PROBLEM.
Please list each thing that, in the post below about finding oneself again in a stepfamily, the writer names as what her decision is important for.

Finding Ourselves Again......
Step Talk has really given me alot to think about. It has shown me that I am not alone and there are many of us out here struggling for answers. In reading others posts and taking things that our Counselor has told me in the past this is what I have decided is important for my life, my marriage, my children and my step daughter. Maybe this will help someone who has been grasping for sanity and peace as I have been.
I must manage my ten acres.......
When I make this statement ultimately how I choose to let things touch my life is mine to own. I feel like somehow in the struggles of dealing with BM being so high maintenance and clueless and demanding. DH not putting his foot down with BM or SD. And SD being so spoiled, rude and damaging with her words I have lost myself. I am one of those fix-it people...You know the kind that can overcome and fix all the worlds problems and evils with love. Laughing.....it hasnt worked here! I have become so torn up, so frustrated and just flat out angry sometimes that I am not who I used to be.
The me that I am happy with is loving, compasionate and artistic. I feel that my greatest role in this life is to raise my children to be whole, well rounded and self sufficent adults. Understanding that passion for life and being true to ones heart and self is the greatest gift we can give to ourselves.

EXCERPTED RECORDS.

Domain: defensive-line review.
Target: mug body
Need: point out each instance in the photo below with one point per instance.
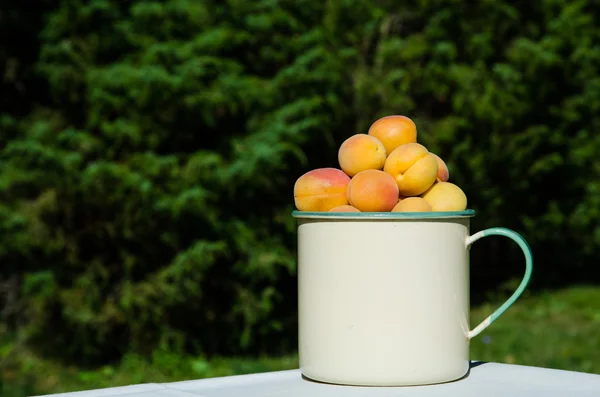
(383, 301)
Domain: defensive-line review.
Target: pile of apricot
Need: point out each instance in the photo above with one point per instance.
(384, 170)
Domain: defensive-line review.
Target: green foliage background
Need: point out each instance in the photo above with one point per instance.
(148, 152)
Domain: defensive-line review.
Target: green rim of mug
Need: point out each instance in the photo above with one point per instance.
(468, 213)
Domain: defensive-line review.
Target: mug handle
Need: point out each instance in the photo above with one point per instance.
(517, 238)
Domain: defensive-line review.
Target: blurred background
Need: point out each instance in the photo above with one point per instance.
(148, 152)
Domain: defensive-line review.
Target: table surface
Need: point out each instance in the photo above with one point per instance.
(484, 379)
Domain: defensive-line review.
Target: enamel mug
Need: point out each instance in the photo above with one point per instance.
(383, 298)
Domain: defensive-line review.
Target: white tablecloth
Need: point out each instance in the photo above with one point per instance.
(484, 379)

ANSWER FOR THE TASK.
- her life
- her marriage
- her children
- her step daughter